─── Exercise text

Staying safe during a heat wave is a community’s responsibility. Be sure to check on your family, friends and neighbours whose health may be at risk during a heat event.

For information about local programs and facilities to help you stay cool, check with your local municipality or call our Health Line at 519-271-7600 or toll-free at 1-877-271-7348 extension 267.

Things You Can Do to Protect Yourself

  • Sign up to receive Heat Alerts from the Government of Canada.A little girl in a hat drinking water from a fountain.
  • Check the Weather Network for information regarding weather and humidex reports.
  • Wear light, loose fitting clothes.
  • Drink plenty of water or natural fruit juices.
  • Avoid beverages such as alcohol, coffee, tea or cola.
  • Eat light, cool foods, and try to avoid using the oven or other hot appliances.
  • Stay in air conditioned rooms, either at home, at a friend’s place, or in public spaces such as malls, libraries, community centres or specially designated facilities.
  • If you do not have air conditioning at home, open windows slightly but keep blinds closed during the day on the sunny side of your home.
  • Keep indoor lights low or turned off.
  • Take cool baths or showers periodically to cool down.
  • If outdoors, stay in the shade and avoid strenuous physical activities. Wear sun block and a hat.
  • Check up on friends, family and neighbours regularly who may be at high risk during a heat event.
  • Do not leave people or pets in parked vehicles as they can get very hot!
  • Check the Ministry of the Environment for information regarding smog alerts.

Are You at Risk?

──────

:: Task requirements ::
[1] Which drinks does the heat wave safety text say to avoid? List them.
[2] Duplicate part of the heat wave safety text, beginning at the words "For information about" and stopping after "natural fruit juices.".
[3] Go on with the heat wave safety text, writing what comes after its final heading.

─── Information

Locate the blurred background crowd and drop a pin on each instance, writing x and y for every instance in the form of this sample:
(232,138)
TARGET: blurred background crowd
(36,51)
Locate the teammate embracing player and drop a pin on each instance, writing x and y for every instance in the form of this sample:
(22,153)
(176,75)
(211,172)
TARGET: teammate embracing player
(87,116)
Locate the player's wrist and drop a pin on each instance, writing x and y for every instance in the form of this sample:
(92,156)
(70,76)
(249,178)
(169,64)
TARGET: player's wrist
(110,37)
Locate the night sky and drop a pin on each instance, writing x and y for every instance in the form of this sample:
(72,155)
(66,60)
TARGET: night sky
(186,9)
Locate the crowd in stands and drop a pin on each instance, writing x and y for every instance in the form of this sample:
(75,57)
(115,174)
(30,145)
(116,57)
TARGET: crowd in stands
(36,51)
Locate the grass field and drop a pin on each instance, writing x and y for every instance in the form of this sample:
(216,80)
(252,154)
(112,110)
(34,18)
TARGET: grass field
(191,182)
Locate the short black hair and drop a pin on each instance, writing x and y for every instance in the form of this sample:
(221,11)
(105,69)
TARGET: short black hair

──────

:: List of answers ::
[1] alcohol, coffee, tea, cola

[2]
For information about local programs and facilities to help you stay cool, check with your local municipality or call our Health Line at 519-271-7600 or toll-free at 1-877-271-7348 extension 267.

Things You Can Do to Protect Yourself

  • Sign up to receive Heat Alerts from the Government of Canada.A little girl in a hat drinking water from a fountain.
  • Check the Weather Network for information regarding weather and humidex reports.
  • Wear light, loose fitting clothes.
  • Drink plenty of water or natural fruit juices.

[3]
During a heat wave, everyone is at risk, but some groups are more vulnerable than others. They include:

  • Infants under one year of age
  • People 65 years of age or older
  • People with chronic medical conditions such as heart disease, respiratory conditions, and diabetes
  • People on certain types of medications for high blood pressure, depression, and insomnia
  • Homeless people
  • People with limited mobility
  • People with mental impairment
  • People who exercise vigorously outdoors such as playing sports, cyclists, and gardeners
  • Outdoor workers, depending upon length or time and exertion levels
  • People who work in places where heat is emitted through industrial processes such as foundries, bakeries, and dry cleaners. Please see the Ministry of Labour’s Website for further advice about heat stress.

Health Risks of Extreme Heat: Know When to Get Help

Adverse health effects can occur as a direct result of exposure to excessive heat:

  • Heat cramps – symptoms and signs include painful muscular cramps, usually in the legs or abdomen
  • Heat exhaustion – symptoms and signs include heavy sweating, weakness, dizziness, nausea, vomiting, and fainting.
  • Heat stroke – symptoms and signs include headache, dizziness, confusion or other altered mental state, fainting. Skin may be hot and dry, or the individual may be sweating due to high body temperature. This is a medical emergency that can prove fatal!

Increases in other health problems can also be seen, especially for those with other chronic medical conditions such as heart conditions.

Consult a healthcare provider or call Telehealth Ontario at 1-866-797-0000 or 1-877-797-0007 if you experience any of the above symptoms.